STATED TASK A
In the passage on Ukraine's Ministry of Revenues and Duties, rewrite the portion from "The Ministry of Revenues" to "Ministry of Finances.", substituting "dissolved" for "liquidated".
STATED TASK B
Pick out every line of the entries that contains the word "candle" and copy each of those lines.

The Ministry of Revenues and Duties () was a government ministry of Ukraine.

The ministry was created on 24 December 2012 by a Decree of Ukrainian President Viktor Yanukovych and it merged the country's State Tax Service and the State Customs Service. Its first and only minister was Oleksandr Klymenko. On 1 March 2014 the ministry was liquidated. Its agencies were transferred to the Ministry of Finance.

On May 27, 2014 it was announced that the ministry will be reorganized into the State Fiscal Service and will be subordinated to the Ministry of Finances.

Corruption case

Since 31 May 2014 Klymenko is wanted by the General Prosecutor of Ukraine for the creation of tax evasion procedures to significantly reducing the customs value of certain companies. An alleged example of this is the setting up of non-existing firms to whittle tax obligations. This and other alleged crimes are to have costed the state budget of Ukraine ₴6 billion. Klymenko has denied all allegations against him and has called them "groundless".

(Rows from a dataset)
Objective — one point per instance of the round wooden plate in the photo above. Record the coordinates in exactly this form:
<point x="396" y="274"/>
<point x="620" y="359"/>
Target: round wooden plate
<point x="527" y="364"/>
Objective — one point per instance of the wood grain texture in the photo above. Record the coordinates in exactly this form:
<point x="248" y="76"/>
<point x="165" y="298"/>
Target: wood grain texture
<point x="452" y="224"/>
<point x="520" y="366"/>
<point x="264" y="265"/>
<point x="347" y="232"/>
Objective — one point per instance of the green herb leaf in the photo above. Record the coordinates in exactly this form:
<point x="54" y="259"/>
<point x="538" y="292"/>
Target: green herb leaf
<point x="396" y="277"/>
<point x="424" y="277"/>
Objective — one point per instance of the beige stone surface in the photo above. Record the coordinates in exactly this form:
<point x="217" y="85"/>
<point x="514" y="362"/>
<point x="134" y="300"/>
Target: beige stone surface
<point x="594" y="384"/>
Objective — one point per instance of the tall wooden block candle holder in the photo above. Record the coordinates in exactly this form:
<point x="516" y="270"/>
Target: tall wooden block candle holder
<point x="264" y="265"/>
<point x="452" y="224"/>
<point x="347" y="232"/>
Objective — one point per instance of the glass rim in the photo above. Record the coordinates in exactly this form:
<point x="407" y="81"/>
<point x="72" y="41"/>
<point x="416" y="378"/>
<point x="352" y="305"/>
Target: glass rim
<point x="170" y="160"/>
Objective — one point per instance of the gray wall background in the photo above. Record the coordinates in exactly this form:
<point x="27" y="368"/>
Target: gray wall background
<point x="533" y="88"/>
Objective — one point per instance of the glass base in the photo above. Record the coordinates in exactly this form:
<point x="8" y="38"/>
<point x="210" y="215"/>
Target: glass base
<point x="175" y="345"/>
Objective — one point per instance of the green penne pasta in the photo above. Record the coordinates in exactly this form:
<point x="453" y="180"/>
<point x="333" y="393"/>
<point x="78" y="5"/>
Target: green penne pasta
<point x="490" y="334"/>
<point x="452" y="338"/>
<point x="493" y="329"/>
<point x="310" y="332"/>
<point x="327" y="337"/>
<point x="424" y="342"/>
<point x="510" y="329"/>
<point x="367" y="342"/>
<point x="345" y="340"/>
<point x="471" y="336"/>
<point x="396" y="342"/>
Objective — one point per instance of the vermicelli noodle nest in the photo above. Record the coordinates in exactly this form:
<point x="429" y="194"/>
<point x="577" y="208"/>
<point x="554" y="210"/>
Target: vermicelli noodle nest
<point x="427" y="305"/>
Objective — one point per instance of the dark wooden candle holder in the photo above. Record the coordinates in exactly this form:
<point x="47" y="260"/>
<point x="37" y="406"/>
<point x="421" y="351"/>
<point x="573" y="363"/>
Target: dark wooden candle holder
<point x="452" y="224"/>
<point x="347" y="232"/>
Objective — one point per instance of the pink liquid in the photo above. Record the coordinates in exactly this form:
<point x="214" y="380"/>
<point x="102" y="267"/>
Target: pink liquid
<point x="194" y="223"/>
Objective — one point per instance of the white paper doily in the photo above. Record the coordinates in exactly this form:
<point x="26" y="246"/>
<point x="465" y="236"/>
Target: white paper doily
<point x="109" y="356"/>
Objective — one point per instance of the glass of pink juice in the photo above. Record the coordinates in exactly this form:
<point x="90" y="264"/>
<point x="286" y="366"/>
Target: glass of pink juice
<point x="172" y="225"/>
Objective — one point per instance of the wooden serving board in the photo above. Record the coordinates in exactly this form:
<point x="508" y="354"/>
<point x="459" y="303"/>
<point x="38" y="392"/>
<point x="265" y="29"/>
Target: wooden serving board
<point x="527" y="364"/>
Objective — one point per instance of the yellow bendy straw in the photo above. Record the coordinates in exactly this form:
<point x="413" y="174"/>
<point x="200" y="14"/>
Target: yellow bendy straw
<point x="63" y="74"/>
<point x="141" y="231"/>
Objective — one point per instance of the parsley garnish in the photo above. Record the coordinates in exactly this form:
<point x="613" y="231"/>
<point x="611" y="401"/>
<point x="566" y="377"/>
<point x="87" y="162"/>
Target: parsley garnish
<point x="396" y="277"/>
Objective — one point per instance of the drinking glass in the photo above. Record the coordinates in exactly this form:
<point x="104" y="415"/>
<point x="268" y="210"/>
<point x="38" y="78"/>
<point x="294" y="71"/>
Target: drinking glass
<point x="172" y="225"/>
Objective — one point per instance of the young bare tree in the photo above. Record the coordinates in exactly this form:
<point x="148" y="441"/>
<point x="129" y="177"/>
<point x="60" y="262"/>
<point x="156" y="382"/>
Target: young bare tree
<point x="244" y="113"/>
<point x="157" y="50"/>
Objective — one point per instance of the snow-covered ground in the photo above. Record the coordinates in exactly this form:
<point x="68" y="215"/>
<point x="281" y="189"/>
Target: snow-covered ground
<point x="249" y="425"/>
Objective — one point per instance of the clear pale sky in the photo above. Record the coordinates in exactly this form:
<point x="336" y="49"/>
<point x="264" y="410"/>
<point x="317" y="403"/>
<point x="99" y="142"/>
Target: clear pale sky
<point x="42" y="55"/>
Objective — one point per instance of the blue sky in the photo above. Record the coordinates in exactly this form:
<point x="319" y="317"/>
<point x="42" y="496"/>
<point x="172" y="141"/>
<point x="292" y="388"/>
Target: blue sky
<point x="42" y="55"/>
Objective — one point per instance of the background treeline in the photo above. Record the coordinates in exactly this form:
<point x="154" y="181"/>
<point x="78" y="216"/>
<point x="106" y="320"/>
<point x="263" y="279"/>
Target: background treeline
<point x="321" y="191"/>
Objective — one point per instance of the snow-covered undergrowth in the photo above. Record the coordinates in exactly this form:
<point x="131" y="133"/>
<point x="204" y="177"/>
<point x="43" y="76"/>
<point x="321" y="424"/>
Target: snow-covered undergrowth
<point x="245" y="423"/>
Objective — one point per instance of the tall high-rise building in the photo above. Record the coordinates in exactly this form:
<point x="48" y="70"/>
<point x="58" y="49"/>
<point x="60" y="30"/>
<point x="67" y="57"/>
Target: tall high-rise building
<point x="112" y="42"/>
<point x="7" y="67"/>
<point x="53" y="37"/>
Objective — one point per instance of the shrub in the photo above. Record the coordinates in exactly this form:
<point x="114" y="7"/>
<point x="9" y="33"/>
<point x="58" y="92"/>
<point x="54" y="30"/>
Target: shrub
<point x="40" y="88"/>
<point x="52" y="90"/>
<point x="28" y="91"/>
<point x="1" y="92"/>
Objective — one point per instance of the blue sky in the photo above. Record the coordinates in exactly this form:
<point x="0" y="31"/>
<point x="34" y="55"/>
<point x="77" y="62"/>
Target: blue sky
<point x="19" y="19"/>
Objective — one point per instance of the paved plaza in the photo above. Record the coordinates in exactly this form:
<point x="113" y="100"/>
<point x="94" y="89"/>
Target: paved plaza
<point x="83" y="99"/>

RIGHT ANSWER A
The Ministry of Revenues and Duties () was a government ministry of Ukraine.

The ministry was created on 24 December 2012 by a Decree of Ukrainian President Viktor Yanukovych and it merged the country's State Tax Service and the State Customs Service. Its first and only minister was Oleksandr Klymenko. On 1 March 2014 the ministry was dissolved. Its agencies were transferred to the Ministry of Finance.

On May 27, 2014 it was announced that the ministry will be reorganized into the State Fiscal Service and will be subordinated to the Ministry of Finances.

RIGHT ANSWER B
Objective — one point per instance of the tall wooden block candle holder in the photo above. Record the coordinates in exactly this form:
Target: tall wooden block candle holder
Objective — one point per instance of the dark wooden candle holder in the photo above. Record the coordinates in exactly this form:
Target: dark wooden candle holder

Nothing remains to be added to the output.